■ **TEXTE EXTRAIT**

───

Sarpédon, et ensuite Patrocle, sont des braves à qui la grâce a manqué tour à tour.

Il y a eu des philosophes qui n’ont pas été de l’avis d’Homère. Ils ont prétendu que la Providence générale ne se mêlait point immédiatement des affaires des particuliers ; qu’elle gouvernait tout par des lois universelles ; que Thersite et Achille étaient égaux devant elle ; et que ni Calchas, ni Talthybius, n’avaient jamais eu de grâce versatile ou congrue.

Selon ces philosophes, le chiendent et le chêne, la mite et l’éléphant, l’homme, les éléments et les astres, obéissent à des lois invariables, que Dieu, immuable comme elles, établit de toute éternité[1].

Ces philosophes n’auraient admis ni la grâce de santé de Saint Thomas, ni la grâce médicinale de Cajetan. Ils n’auraient pu expliquer l’extérieure, l’intérieure, la coopérante, la suffisante, la congrue, la prévenante, etc. Il leur aurait été difficile de se ranger à l’avis de ceux qui prétendent que le maître absolu des hommes donne un pécule à un esclave, et refuse la nourriture à l’autre ; qu’il ordonne à un manchot de pétrir de la farine, à un muet de lui faire la lecture, à un cul-de-jatte d’être son courrier.

Ils pensent que l’éternel Demiourgos, qui a donné des lois à tant de millions de mondes gravitant les uns vers les autres, et se prêtant mutuellement la lumière qui émane d’eux, les tient tous sous l’empire de ses lois générales, et qu’il ne va point créer des vents nouveaux pour remuer des brins de paille dans un coin de ce monde.

───

■ **JEU DE DONNÉES**
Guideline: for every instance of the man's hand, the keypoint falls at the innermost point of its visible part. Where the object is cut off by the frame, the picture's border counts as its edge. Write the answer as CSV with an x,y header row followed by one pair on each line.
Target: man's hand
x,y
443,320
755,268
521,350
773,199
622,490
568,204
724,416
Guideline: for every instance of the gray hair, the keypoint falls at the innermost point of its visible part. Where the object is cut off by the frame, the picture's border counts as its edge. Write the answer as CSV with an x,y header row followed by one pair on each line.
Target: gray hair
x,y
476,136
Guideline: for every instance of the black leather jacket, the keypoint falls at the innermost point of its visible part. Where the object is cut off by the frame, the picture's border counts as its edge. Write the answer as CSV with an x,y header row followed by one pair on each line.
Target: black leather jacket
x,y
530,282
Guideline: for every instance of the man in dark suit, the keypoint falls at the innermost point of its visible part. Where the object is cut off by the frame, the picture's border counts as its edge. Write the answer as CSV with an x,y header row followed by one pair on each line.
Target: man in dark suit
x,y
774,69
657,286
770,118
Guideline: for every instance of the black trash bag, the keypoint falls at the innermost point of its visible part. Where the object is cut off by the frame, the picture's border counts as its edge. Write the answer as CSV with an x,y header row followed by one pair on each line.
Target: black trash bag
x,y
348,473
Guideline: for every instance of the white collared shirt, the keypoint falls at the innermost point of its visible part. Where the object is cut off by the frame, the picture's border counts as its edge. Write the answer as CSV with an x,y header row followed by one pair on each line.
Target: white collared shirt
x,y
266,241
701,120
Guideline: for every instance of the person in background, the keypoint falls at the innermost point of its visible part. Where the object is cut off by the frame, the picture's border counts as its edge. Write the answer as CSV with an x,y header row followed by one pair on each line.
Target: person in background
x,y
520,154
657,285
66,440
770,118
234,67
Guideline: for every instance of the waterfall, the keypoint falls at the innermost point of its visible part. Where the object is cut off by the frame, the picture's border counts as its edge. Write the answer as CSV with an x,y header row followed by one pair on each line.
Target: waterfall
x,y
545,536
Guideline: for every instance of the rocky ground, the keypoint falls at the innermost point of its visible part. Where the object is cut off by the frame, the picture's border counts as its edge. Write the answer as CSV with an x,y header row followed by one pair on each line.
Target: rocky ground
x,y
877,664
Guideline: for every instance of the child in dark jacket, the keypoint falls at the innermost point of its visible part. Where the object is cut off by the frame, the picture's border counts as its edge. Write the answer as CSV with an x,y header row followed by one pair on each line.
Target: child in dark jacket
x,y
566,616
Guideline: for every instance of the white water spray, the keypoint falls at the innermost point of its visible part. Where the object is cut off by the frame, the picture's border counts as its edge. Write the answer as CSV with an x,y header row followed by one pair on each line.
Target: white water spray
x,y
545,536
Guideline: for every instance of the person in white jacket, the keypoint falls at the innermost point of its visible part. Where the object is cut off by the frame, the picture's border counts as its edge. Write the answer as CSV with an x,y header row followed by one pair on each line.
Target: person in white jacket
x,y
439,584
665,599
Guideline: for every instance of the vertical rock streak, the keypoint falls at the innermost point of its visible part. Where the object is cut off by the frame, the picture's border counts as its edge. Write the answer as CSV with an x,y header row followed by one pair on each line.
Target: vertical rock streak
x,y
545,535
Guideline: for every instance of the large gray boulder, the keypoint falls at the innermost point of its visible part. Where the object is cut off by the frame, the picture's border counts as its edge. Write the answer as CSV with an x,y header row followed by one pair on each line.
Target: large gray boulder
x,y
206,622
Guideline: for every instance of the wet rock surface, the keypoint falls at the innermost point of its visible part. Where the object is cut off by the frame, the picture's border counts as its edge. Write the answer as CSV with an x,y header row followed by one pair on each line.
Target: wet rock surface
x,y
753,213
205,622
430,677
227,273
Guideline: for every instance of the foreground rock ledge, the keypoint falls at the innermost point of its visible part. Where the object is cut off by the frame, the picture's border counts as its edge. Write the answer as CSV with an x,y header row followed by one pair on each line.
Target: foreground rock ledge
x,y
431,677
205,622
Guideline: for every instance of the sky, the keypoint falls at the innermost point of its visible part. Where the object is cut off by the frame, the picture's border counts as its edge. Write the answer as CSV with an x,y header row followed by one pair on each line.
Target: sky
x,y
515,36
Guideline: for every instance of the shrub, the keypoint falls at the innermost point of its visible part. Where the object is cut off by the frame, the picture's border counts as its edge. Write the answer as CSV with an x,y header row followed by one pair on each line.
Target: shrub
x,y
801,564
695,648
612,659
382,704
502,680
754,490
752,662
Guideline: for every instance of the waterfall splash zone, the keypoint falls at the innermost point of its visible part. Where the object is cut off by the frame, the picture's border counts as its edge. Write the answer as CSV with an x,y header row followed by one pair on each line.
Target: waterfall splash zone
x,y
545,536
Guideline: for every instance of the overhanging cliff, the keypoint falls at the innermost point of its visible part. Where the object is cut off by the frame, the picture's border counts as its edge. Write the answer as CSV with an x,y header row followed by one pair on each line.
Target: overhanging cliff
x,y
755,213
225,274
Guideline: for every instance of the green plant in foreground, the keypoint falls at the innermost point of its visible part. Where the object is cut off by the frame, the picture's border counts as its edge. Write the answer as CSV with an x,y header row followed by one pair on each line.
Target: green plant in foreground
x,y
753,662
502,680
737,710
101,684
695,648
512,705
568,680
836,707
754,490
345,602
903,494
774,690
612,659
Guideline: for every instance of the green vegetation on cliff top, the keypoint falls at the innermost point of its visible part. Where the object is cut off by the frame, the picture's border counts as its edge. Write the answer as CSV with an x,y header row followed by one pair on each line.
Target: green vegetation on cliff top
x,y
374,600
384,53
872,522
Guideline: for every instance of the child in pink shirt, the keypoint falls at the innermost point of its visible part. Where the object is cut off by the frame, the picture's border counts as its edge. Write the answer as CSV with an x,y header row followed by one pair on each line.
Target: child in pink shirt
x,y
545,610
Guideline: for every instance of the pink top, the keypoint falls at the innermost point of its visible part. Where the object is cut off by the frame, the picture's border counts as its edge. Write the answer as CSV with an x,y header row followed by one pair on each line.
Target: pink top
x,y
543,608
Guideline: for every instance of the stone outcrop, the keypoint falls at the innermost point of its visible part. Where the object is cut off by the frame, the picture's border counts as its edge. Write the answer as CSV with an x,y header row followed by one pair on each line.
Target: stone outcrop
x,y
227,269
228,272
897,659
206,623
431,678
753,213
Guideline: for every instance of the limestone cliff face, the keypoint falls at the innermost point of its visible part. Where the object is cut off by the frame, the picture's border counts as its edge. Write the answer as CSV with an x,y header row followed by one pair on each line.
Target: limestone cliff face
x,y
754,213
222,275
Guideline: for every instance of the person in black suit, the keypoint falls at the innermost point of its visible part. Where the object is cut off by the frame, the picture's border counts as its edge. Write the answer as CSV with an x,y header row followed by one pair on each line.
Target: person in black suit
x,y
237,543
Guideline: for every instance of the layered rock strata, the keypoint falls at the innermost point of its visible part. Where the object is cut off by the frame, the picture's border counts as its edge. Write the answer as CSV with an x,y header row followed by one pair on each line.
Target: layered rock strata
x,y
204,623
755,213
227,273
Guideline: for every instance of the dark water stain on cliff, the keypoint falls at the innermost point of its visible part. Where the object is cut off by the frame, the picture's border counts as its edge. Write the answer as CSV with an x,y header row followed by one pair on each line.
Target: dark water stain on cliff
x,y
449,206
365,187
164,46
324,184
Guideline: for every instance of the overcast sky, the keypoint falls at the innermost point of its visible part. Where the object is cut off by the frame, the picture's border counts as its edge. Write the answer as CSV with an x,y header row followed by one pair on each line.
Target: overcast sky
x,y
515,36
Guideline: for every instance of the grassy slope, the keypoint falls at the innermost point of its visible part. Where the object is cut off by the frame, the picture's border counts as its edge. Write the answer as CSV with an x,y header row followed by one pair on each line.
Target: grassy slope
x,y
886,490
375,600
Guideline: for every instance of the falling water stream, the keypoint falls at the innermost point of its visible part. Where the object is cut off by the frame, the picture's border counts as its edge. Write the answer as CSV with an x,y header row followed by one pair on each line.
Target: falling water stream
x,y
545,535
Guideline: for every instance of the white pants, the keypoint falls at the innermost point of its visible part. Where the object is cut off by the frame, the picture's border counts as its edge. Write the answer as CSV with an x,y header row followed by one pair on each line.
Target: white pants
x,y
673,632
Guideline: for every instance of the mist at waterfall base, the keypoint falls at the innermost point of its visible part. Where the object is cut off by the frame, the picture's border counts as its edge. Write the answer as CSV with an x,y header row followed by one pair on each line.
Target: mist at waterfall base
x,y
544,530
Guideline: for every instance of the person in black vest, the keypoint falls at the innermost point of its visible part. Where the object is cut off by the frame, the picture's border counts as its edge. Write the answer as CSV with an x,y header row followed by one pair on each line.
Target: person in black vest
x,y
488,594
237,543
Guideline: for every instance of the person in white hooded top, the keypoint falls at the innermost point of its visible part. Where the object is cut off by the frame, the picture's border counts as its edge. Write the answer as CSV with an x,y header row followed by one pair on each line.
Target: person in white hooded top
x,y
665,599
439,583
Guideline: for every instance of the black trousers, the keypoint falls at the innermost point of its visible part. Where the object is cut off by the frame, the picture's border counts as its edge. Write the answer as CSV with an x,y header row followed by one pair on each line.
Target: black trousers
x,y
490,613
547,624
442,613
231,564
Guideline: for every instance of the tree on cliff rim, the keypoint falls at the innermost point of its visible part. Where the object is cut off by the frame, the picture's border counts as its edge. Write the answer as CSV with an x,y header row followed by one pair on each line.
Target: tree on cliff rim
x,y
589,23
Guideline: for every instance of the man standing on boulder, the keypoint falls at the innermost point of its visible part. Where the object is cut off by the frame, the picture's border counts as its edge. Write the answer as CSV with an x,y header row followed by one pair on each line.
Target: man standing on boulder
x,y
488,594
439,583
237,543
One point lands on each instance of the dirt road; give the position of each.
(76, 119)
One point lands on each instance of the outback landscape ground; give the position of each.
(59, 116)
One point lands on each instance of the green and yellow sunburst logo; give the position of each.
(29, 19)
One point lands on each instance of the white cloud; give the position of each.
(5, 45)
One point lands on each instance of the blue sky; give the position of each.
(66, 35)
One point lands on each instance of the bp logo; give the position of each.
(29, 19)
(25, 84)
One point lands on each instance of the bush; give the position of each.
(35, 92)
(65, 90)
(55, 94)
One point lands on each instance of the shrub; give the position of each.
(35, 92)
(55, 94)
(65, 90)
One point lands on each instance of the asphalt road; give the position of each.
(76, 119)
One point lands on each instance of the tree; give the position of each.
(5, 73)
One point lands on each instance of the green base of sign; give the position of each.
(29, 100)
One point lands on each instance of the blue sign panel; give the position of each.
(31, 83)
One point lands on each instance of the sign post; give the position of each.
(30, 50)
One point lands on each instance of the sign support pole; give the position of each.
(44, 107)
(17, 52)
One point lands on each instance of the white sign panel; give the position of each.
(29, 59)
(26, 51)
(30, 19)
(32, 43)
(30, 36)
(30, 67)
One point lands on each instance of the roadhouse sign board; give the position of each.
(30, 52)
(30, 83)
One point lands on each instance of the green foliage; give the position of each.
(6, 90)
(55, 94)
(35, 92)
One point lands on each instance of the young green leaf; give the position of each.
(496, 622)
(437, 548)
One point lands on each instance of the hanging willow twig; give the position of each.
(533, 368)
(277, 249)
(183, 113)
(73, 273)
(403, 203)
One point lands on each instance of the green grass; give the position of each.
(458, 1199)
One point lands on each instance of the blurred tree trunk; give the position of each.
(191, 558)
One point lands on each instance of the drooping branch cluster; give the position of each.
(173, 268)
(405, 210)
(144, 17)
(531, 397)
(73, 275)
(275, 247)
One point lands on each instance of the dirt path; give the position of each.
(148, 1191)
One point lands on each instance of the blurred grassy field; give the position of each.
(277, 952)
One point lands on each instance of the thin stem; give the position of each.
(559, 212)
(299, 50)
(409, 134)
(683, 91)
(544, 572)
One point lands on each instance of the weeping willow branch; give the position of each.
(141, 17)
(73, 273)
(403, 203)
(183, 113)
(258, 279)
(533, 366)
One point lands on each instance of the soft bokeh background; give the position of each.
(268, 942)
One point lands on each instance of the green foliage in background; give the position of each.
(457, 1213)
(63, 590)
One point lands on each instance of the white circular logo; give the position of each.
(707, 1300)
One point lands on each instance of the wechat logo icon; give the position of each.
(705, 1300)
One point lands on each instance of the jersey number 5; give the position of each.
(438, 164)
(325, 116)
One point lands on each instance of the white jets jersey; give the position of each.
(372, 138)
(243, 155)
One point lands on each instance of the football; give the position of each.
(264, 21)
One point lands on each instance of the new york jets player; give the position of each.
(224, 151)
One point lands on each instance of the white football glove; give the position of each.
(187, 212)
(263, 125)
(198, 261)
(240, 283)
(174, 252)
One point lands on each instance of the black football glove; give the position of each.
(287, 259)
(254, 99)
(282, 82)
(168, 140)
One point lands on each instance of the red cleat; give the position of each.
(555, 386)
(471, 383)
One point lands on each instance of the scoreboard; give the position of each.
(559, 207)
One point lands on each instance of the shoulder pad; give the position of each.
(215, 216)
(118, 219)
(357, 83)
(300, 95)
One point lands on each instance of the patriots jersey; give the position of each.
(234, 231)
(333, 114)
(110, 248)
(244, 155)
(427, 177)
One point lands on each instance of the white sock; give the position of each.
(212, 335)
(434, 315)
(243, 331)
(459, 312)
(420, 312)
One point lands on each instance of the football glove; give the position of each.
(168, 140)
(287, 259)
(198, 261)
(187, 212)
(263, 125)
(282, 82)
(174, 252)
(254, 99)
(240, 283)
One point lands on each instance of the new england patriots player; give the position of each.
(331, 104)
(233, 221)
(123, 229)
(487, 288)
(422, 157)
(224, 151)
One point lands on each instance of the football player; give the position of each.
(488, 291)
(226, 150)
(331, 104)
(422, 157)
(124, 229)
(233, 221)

───

■ **ACTION DEMANDÉE 1**
Énumérez tous les êtres et toutes les choses qui, selon le texte sur la grâce, obéissent à des lois invariables établies par Dieu.
■ **ACTION DEMANDÉE 2**
D’après le texte sur la grâce, quels personnages ces philosophes jugeaient-ils égaux devant la Providence ?
■ **ACTION DEMANDÉE 3**
Prolongez le texte sur la grâce à la suite de sa dernière phrase.

■ **RÉPONSE FINALE 1**
Le chiendent, le chêne, la mite, l’éléphant, l’homme, les éléments et les astres.

■ **RÉPONSE FINALE 2**
Thersite et Achille.

■ **RÉPONSE FINALE 3**
Ils disent que si un loup trouve dans son chemin un petit chevreau pour son souper, et si un autre loup meurt de faim, Dieu ne s’est point occupé de faire au premier loup une grâce particulière.

Nous ne prenons aucun parti entre ces philosophes et Homère, ni entre les jansénistes et les molinistes. Nous félicitons ceux qui croient avoir des grâces prévenantes ; nous compatissons de tout notre cœur à ceux qui se plaignent de n’en avoir que de versatiles ; et nous n’entendons rien au congruisme.

Si un Bergamasque reçoit le samedi une grâce prévenante qui le délecte au point de faire dire une messe pour douze sous chez les carmes, célébrons son bonheur. Si le dimanche il court

  1. Voyez l’article Providence. (Note de Voltaire.)